Text passage
-=-=-
Well now that I've gotten through the basics, here's what the fight is about. In 2010, the Obama administration and a Democratic Congress passed a law to ensure Congress would be 'fiscally responsible. Nancy Pelosi was the Speaker in 2010 when Congress passed the statute, and she is proud of being fiscally responsible. This law says that if Congress doesn't go through a PayGo process for its aggregate spending and taxing in the full fiscal year, the White House's Office of Management and Budget gets to choose a bunch of programs to cut in a process known as as sequestration. Sequestration is in law. It was a law that sort of made sense at the time, because Obama was President and Democrats didn't so much mind if a Democratically controlled OMB got to make a bunch of important decisions. But guess what? Trump is now President, which means he's the one that gets to decide the cuts that happen if Congress doesn't use a PayGo decision-making process.

Here's the relevant statute.

If the annual report issued at the end of a session of Congress under subsection (a) shows a debit on either PAYGO scorecard for the budget year, OMB shall prepare and the President shall issue and include in that report a sequestration order that, upon issuance, shall reduce budgetary resources of direct spending programs by enough to offset that debit as prescribed in section 6.

To conform to this law, the House had a rule to emphasize the importance of fiscal responsibility. Rules are different from laws. A law is (usually) a statute that applies to society and must be passed by both houses and signed by the President. A House rule is the mechanism by which the House itself operates, kind of the rules by which you run a meeting (like Roberts Rules of Order). Each body of Congress has its own internal set of rules. For instance, you may have heard of the filibuster in the Senate -- that opportunity to block legislation with a small number of votes is a result of a Senate rule, and those rules are rarely changed. House Rules are very different. They are set by majority vote, and can be changed at any time.

The Republicans had a House rule similar #PayGo, but it's called #CutGo. This rule said essentially that you can never ever raise taxes, and that all new spending has to be offset by other spending cuts. In 2018, Nancy Pelosi and House Democrats said they wanted to emphasize that they, unlike Republicans, were fiscally responsible. So she pledged to go back to the #PayGo rule, both to conform to the 2010 statute and because she's proud being "fiscally responsibility." She made another change to emphasize that Democrats, unlike Republicans, were friends of the people. The Republicans had a rule saying that a tax hike required not just a majority vote of House members, but a 60% vote. Pelosi said she would change this rule, and make it apply only to tax hikes that hit the bottom 80% of the taxpaying public. The middle class isn't going to have their taxes raised under the Democrats! Or so the thinking went.
-=-=-
Exercise instructions
1 - Reproduce the PayGo passage word for word, everything from "If the annual" down to "in section 6.".
2 - Write the next part of the passage on the PayGo rule and sequestration, starting right after its final sentence.

Extracted material
-=-=-
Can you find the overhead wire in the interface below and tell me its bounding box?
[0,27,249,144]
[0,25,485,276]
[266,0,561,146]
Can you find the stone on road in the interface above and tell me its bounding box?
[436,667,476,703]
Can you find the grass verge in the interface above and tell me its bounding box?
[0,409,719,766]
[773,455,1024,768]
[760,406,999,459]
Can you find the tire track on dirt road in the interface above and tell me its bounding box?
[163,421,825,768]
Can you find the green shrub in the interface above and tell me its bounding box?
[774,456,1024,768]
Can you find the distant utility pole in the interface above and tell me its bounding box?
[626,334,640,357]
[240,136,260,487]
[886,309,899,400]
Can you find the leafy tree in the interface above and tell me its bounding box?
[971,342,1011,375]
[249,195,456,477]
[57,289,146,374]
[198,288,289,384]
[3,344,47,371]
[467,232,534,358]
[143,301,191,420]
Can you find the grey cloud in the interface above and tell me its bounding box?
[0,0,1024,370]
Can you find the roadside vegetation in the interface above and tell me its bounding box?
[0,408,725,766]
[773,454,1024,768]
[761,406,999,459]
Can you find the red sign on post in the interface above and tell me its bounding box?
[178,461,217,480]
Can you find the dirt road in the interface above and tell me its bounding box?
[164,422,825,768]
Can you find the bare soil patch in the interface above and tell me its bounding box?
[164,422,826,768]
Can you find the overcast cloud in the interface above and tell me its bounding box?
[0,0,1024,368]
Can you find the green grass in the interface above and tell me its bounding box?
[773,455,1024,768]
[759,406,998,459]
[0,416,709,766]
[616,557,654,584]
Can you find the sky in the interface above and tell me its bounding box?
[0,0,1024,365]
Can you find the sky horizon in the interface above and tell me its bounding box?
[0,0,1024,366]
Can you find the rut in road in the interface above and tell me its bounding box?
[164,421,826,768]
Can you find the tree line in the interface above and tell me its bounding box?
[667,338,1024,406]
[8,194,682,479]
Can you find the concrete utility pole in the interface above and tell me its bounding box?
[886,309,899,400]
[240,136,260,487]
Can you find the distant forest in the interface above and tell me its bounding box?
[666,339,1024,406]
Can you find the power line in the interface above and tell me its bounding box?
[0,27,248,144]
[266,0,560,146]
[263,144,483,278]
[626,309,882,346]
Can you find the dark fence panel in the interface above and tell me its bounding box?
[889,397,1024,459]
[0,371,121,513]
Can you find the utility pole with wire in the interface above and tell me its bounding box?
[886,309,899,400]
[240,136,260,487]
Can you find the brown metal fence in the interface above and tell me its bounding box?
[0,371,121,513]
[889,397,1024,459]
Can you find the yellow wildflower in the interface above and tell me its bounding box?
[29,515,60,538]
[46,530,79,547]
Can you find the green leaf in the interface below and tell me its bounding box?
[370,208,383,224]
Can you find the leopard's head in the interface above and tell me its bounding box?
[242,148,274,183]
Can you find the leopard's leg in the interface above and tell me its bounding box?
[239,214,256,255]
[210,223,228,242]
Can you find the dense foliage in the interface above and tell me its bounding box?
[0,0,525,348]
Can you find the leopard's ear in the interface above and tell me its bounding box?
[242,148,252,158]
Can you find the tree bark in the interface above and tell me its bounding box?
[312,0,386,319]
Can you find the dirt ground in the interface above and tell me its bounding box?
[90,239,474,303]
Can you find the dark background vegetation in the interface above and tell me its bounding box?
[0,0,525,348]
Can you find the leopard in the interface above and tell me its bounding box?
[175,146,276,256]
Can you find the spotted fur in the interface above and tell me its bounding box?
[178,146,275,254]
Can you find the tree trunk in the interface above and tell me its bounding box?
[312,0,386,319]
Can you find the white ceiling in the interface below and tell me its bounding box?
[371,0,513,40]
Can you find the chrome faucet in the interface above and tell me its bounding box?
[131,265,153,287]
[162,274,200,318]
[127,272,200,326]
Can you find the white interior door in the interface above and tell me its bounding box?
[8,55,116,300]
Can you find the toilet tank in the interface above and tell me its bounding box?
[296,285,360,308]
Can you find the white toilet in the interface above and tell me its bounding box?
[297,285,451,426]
-=-=-
Answers by task
1 -
If the annual report issued at the end of a session of Congress under subsection (a) shows a debit on either PAYGO scorecard for the budget year, OMB shall prepare and the President shall issue and include in that report a sequestration order that, upon issuance, shall reduce budgetary resources of direct spending programs by enough to offset that debit as prescribed in section 6.

2 -
So that's where things stood until progressives got involved. We have a law we can't change without the House, Senate, and the President agreeing. But we also have a rule that the House majority can itself change at any point.

Now this is where it gets a bit weird. You see, the House has a rules package at the beginning of its session. But it also changes its rules pretty much every legislative day through what's called the Rules Committee. Every time the House puts forward a bill to vote on the floor, it has to first vote on a rule for that bill. Floor time is extremely valuable, because you need floor time to pass a bill. Rules structure how floor time is used, and every rule must go through the Rules Committee. A typical House rule will say 'here's the bill that's being voted on, here's who gets to talk on the floor, here are the amendments that get a vote, here's how much time to dedicate, etc.' But a House rule can also change or waive any other rule at any point, including rules put forward at the beginning of the House term, like #PayGo. The Republicans, for instance, waived their #CutGo rule to pass the Trump tax cuts. And rules are routinely waived or changed when there is legislation for 'emergencies,' like war, bailouts, disaster relief, or anything else Congress dubs an emergency.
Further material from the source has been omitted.